Description of the task: Retype each record shown below, leaving every character as it is.

Source data:
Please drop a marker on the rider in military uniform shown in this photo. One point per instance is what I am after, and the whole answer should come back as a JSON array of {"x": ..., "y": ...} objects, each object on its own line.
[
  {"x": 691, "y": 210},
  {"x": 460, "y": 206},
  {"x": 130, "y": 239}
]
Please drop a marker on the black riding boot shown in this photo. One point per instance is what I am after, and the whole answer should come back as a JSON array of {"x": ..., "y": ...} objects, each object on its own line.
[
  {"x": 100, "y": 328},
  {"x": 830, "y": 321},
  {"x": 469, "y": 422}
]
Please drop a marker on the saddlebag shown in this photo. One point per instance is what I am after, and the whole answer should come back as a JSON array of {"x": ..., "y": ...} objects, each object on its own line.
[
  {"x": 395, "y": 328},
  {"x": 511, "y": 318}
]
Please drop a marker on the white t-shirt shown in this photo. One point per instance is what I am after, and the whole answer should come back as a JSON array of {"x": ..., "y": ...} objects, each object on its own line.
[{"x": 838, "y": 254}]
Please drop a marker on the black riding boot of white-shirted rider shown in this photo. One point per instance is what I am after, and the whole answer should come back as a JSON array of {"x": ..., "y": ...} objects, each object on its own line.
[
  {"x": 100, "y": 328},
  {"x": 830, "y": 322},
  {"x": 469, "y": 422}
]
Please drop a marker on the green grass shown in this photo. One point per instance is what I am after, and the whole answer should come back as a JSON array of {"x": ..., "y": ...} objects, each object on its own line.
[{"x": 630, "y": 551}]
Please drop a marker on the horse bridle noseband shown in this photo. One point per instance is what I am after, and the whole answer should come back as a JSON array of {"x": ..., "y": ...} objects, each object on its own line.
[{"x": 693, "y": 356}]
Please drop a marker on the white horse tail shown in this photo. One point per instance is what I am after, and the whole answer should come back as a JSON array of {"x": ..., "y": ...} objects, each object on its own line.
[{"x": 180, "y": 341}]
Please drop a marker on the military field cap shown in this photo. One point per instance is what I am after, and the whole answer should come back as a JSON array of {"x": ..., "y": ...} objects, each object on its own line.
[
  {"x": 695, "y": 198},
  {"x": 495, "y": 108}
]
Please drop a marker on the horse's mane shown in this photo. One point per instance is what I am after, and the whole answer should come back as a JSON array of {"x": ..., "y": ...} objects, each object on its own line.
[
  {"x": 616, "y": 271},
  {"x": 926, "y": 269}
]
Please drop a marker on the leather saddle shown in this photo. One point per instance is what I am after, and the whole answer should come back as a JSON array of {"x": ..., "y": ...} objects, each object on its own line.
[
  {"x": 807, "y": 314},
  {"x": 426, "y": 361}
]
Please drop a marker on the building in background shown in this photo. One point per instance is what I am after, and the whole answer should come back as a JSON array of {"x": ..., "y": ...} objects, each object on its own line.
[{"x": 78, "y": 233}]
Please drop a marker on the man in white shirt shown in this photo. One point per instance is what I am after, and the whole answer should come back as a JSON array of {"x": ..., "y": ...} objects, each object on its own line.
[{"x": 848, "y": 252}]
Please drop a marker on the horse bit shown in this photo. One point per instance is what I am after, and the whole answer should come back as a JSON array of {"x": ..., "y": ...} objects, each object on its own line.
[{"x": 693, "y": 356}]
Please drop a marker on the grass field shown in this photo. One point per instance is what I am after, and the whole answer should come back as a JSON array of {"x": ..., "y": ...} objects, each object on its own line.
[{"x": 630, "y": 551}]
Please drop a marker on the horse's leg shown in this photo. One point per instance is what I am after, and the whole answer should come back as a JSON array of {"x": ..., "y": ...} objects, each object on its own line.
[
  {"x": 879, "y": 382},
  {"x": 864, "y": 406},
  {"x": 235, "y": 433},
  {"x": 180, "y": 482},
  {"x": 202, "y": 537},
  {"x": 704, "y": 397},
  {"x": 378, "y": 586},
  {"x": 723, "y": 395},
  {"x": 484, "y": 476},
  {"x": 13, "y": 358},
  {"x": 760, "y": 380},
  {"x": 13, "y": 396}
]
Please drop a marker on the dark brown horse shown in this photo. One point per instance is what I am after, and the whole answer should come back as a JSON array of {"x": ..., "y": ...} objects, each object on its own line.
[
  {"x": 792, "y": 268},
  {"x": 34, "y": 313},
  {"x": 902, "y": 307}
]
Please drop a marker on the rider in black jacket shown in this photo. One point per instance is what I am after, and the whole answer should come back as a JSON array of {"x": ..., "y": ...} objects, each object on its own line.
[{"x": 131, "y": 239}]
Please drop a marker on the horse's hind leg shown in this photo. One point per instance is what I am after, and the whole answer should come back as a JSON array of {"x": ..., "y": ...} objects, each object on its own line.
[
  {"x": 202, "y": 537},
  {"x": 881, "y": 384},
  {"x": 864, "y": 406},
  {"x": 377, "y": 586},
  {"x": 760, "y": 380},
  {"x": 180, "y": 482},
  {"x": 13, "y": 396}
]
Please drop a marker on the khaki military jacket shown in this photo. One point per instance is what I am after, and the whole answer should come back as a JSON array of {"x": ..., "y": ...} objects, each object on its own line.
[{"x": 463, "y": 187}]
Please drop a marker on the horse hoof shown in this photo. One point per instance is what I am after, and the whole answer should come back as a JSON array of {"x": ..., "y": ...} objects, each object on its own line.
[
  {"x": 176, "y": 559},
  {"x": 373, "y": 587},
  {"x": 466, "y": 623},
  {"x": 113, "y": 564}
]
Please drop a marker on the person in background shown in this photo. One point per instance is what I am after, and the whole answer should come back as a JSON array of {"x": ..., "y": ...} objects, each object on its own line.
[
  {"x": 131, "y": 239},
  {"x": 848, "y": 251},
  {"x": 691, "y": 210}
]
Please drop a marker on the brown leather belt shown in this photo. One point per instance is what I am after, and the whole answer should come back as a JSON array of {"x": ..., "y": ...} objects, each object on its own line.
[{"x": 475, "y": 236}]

The solution:
Please drop a marker on the rider in military uniform shown in this photo. One point per instance is what I am after, and the whole answer should come back as a JSON array of {"x": ..., "y": ...} objects, each object on its own line.
[
  {"x": 691, "y": 210},
  {"x": 460, "y": 206},
  {"x": 130, "y": 239}
]
Please drop a marker on the black riding boot shown in this photo. One point per instance is what I am after, and the whole answer should come back as a JSON array of {"x": ..., "y": ...} objects, each object on its own line.
[
  {"x": 100, "y": 328},
  {"x": 830, "y": 321},
  {"x": 469, "y": 422}
]
Please drop a marker on the saddlebag shown in this photo. One point per instance is what I am after, and the whole answer should come back as a JSON array of {"x": ..., "y": ...} objects, each object on its own line.
[
  {"x": 395, "y": 328},
  {"x": 511, "y": 318}
]
Please drop a marker on the white t-shirt shown in this photo. One point per instance is what I am after, and the whole answer should come back as a JSON array of {"x": ..., "y": ...} objects, each object on its own line.
[{"x": 838, "y": 254}]
Please drop a marker on the black riding boot of white-shirted rider shown in this photo. One point per instance is what I am after, and the whole answer should come back as a JSON array of {"x": ..., "y": ...} objects, each object on its own line.
[
  {"x": 100, "y": 328},
  {"x": 830, "y": 322},
  {"x": 469, "y": 422}
]
Please drop a marker on the green grass shown in this photo. One point per instance is what I am after, and the whole answer should come back as a JSON array of {"x": ..., "y": ...} objects, each object on its own line.
[{"x": 630, "y": 551}]
Please drop a marker on the horse bridle noseband shown in this photo. One point per instance is what I am after, and the whole answer should come back as a JSON array of {"x": ..., "y": ...} objects, each object on its own line.
[{"x": 693, "y": 356}]
Please drop a marker on the white horse tail shown in this photo. One point per instance is what I am after, and the whole answer should come back as a JSON array of {"x": ..., "y": ...} objects, each object on its own line.
[{"x": 180, "y": 341}]
Please drop a marker on the military field cap shown in this photo. One point per instance is what I am after, and the whole answer should come back as a JSON array of {"x": ..., "y": ...} objects, each object on its own line.
[
  {"x": 695, "y": 198},
  {"x": 495, "y": 108}
]
Please drop a marker on the horse's mane shown in this photo. One point per instance is what I am after, and the whole answer should come back as a JSON array of {"x": ..., "y": ...} objects, each object on its own line.
[
  {"x": 616, "y": 271},
  {"x": 926, "y": 269}
]
Please drop a marker on the leather saddle shown in this photo. One point per instance is what I am after, and the whole answer should come back as a JSON array of {"x": ..., "y": ...} objects, each object on its own line.
[
  {"x": 807, "y": 314},
  {"x": 426, "y": 361}
]
Please drop a marker on the building in background shown in this photo. One point per instance is what I am after, and the whole answer should come back as a JSON array of {"x": ..., "y": ...} objects, each object on its own line.
[{"x": 78, "y": 233}]
Please drop a marker on the man in white shirt shown in this photo. One point per instance is what I am after, and the whole answer should come back as a JSON array of {"x": ..., "y": ...} objects, each object on its own line.
[{"x": 848, "y": 252}]
Please drop a marker on the horse bit shown in this photo. One point per instance is what I am after, and the whole answer should come back as a JSON array of {"x": ..., "y": ...} objects, each object on its own line.
[{"x": 693, "y": 356}]
Please drop a marker on the grass field shown in this photo. One point per instance is what I am after, and the whole answer should come back as a JSON array of {"x": ..., "y": ...} objects, each object on its own line.
[{"x": 630, "y": 551}]
Please drop a marker on the horse's leg shown in this photo. One point per instance is what I am after, and the whole answer should come back as a JSON array of {"x": ..., "y": ...} objects, each object on its own line.
[
  {"x": 879, "y": 382},
  {"x": 864, "y": 406},
  {"x": 235, "y": 433},
  {"x": 180, "y": 482},
  {"x": 202, "y": 537},
  {"x": 704, "y": 397},
  {"x": 378, "y": 586},
  {"x": 723, "y": 395},
  {"x": 484, "y": 476},
  {"x": 13, "y": 358},
  {"x": 760, "y": 380},
  {"x": 13, "y": 396}
]
Please drop a marker on the dark brown horse shown in this photo. One point per instance is what I am after, and the whole answer should come back as a JSON array of {"x": ..., "y": ...} objects, each object on its own line.
[
  {"x": 792, "y": 268},
  {"x": 34, "y": 313},
  {"x": 902, "y": 307}
]
Please drop a marker on the rider in black jacket shown in this photo. One point per instance is what I am after, and the whole answer should come back as a JSON array of {"x": ..., "y": ...} objects, each object on its own line.
[{"x": 131, "y": 239}]
Please drop a marker on the horse's hind leg shown in this photo. One point per instance is what I am after, and the whole answer should come back as a JSON array of {"x": ..., "y": ...} objects, each object on its own line.
[
  {"x": 202, "y": 537},
  {"x": 881, "y": 384},
  {"x": 864, "y": 406},
  {"x": 377, "y": 586},
  {"x": 760, "y": 380},
  {"x": 180, "y": 482},
  {"x": 13, "y": 396}
]
Please drop a marker on the khaki military jacket shown in this photo. One point per instance is what I am after, and the whole answer should come back as a JSON array of {"x": ..., "y": ...} objects, each object on its own line.
[{"x": 463, "y": 187}]
Please drop a marker on the horse hoof shown in this photo. One point per instance is what I am after, and the whole answer should come back as a JSON array of {"x": ..., "y": ...} objects, each object on its own line.
[
  {"x": 176, "y": 559},
  {"x": 373, "y": 587},
  {"x": 466, "y": 623},
  {"x": 113, "y": 564}
]
Please drop a marker on the person in background shown in this photo. One point per instance is what I am after, and the whole answer should come back as a JSON array of {"x": ..., "y": ...} objects, each object on its own line.
[
  {"x": 131, "y": 239},
  {"x": 848, "y": 251},
  {"x": 691, "y": 210}
]
Please drop a marker on the brown leather belt shown in this photo. One point per instance is what I am after, and the whole answer should come back as a JSON array of {"x": ..., "y": ...} objects, each object on its own line.
[{"x": 475, "y": 236}]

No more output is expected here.